* [WHAT TO WORK ON]:
Your task is to copy the stretch of lines in the records below that begins with the line containing "Need: one point per instance of the hose" and ends with the line containing "Target: boy in red helmet", exactly as written, with nothing added.

:: GIVEN RECORDS ::

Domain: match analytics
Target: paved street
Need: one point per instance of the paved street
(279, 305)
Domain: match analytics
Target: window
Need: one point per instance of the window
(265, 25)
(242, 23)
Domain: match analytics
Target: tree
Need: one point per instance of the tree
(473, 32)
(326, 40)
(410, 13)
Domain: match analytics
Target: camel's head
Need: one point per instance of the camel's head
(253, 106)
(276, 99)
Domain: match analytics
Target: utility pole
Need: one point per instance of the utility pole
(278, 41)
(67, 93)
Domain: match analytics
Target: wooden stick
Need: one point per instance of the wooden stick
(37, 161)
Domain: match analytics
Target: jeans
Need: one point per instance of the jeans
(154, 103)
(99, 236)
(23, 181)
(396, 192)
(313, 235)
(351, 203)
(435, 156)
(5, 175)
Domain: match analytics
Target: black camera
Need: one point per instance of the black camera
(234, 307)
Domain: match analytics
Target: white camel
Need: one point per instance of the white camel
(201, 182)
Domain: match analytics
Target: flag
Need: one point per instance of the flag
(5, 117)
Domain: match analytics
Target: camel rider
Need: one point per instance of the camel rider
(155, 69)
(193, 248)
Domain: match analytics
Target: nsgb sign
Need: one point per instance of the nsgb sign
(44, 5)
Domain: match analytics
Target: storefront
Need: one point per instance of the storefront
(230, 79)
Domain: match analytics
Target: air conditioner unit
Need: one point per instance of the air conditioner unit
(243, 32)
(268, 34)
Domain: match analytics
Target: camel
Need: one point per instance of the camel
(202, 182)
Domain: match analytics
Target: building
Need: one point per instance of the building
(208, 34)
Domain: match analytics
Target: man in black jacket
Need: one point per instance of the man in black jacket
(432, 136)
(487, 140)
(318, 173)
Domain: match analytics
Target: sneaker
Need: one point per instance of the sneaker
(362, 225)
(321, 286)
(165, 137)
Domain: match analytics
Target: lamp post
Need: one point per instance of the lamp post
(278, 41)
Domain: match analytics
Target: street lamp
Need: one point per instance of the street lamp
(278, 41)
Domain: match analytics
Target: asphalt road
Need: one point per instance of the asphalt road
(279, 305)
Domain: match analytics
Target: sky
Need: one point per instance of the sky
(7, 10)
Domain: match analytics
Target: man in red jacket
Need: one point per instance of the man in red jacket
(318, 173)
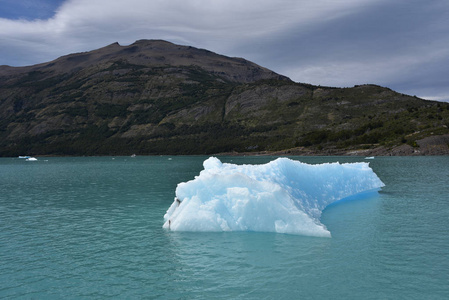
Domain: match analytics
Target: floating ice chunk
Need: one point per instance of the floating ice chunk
(284, 196)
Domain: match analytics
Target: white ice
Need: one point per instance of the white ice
(284, 196)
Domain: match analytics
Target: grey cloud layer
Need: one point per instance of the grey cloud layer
(400, 44)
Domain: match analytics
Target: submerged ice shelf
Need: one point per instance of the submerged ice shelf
(284, 196)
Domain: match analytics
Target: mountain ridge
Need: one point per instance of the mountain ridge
(155, 97)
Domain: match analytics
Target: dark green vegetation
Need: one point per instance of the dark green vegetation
(154, 97)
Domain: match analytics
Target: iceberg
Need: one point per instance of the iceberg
(284, 196)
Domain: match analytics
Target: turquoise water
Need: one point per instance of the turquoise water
(91, 228)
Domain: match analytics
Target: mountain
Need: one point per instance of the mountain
(155, 97)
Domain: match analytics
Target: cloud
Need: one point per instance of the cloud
(339, 42)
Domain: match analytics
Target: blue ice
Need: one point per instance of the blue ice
(284, 196)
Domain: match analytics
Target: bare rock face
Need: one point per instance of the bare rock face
(155, 97)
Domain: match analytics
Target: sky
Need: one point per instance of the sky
(399, 44)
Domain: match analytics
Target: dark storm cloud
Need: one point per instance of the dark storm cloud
(399, 44)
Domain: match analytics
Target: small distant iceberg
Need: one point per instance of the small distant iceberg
(284, 196)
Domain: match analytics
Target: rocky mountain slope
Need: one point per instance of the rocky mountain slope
(154, 97)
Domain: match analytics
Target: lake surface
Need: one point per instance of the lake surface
(91, 228)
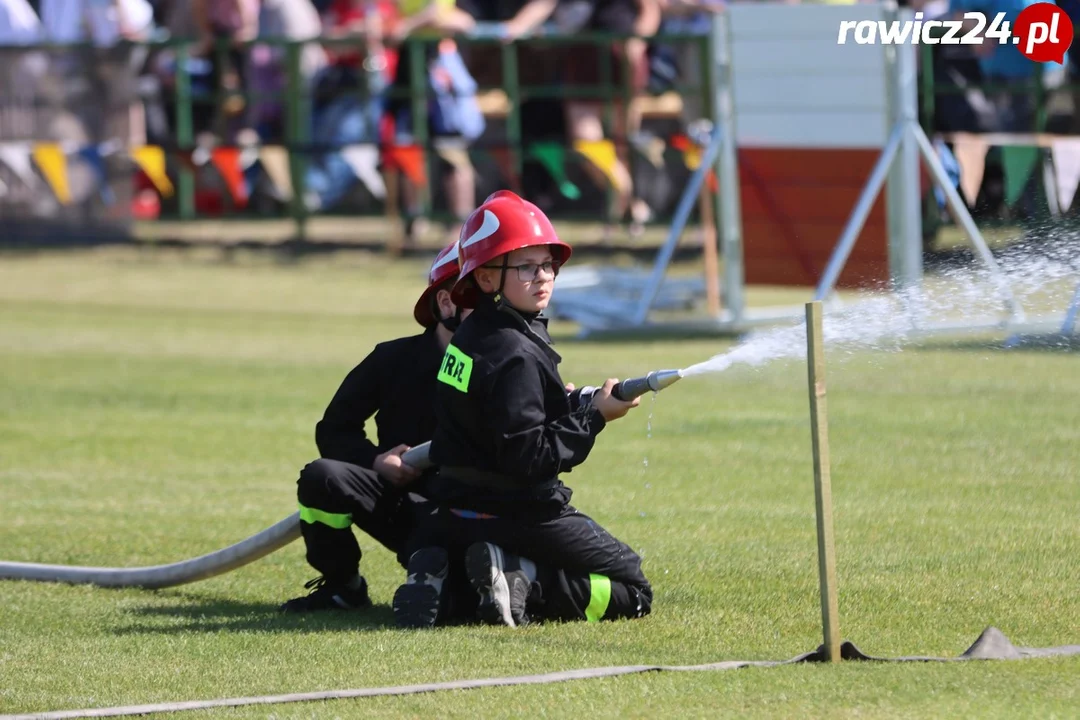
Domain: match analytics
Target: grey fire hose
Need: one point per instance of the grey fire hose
(260, 544)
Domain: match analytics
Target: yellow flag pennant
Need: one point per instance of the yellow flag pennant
(601, 153)
(53, 163)
(151, 160)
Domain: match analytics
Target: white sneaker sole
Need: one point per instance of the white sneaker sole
(484, 568)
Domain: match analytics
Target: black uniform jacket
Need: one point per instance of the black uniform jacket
(505, 426)
(396, 384)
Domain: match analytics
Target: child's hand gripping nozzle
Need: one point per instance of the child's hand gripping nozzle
(628, 390)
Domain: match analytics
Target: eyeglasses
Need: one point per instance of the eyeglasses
(528, 271)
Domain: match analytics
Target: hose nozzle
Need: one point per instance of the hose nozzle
(624, 391)
(652, 382)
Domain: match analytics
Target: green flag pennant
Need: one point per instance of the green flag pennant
(1017, 163)
(552, 155)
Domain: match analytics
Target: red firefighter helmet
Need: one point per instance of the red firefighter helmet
(444, 268)
(504, 222)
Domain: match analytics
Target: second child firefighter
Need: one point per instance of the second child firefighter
(358, 481)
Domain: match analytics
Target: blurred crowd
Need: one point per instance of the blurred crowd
(356, 76)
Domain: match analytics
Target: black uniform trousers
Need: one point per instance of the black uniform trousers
(335, 496)
(582, 571)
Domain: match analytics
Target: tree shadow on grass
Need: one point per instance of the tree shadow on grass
(186, 613)
(1047, 342)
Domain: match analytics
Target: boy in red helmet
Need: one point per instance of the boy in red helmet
(359, 483)
(507, 429)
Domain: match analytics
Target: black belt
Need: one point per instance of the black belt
(483, 478)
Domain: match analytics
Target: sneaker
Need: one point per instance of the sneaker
(417, 602)
(327, 595)
(502, 581)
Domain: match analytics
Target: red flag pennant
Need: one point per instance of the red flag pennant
(227, 162)
(407, 159)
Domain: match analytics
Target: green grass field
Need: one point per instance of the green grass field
(158, 406)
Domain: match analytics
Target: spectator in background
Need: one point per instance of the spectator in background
(1010, 77)
(349, 95)
(288, 19)
(639, 17)
(238, 23)
(453, 117)
(18, 24)
(104, 24)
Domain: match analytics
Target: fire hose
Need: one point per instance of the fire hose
(262, 543)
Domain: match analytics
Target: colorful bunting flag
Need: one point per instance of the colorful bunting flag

:::

* [COMPLETED TASK]:
Need: one point per instance of the hose nozzle
(624, 391)
(652, 382)
Domain: match analytics
Target: green flag pennant
Need: one point per instance of the green flag pennant
(1017, 163)
(552, 155)
Domain: match analytics
Target: red firefighter helmet
Need: one point per instance of the red firefighter helmet
(444, 268)
(504, 222)
Domain: match analytics
Target: second child firefighter
Need: one point per instance of the second child firefighter
(358, 481)
Domain: match analytics
Target: blurred crowd
Need: one point per instance of the blurred crowd
(356, 76)
Domain: match analytics
Target: black uniform trousers
Need: one point per instance of the black uniform trousers
(335, 496)
(582, 571)
Domain: match analytics
Target: tree shadow on grass
Need: one point per instance of the tree shadow on grass
(186, 613)
(1047, 342)
Domain: match analytics
Target: boy in red helmet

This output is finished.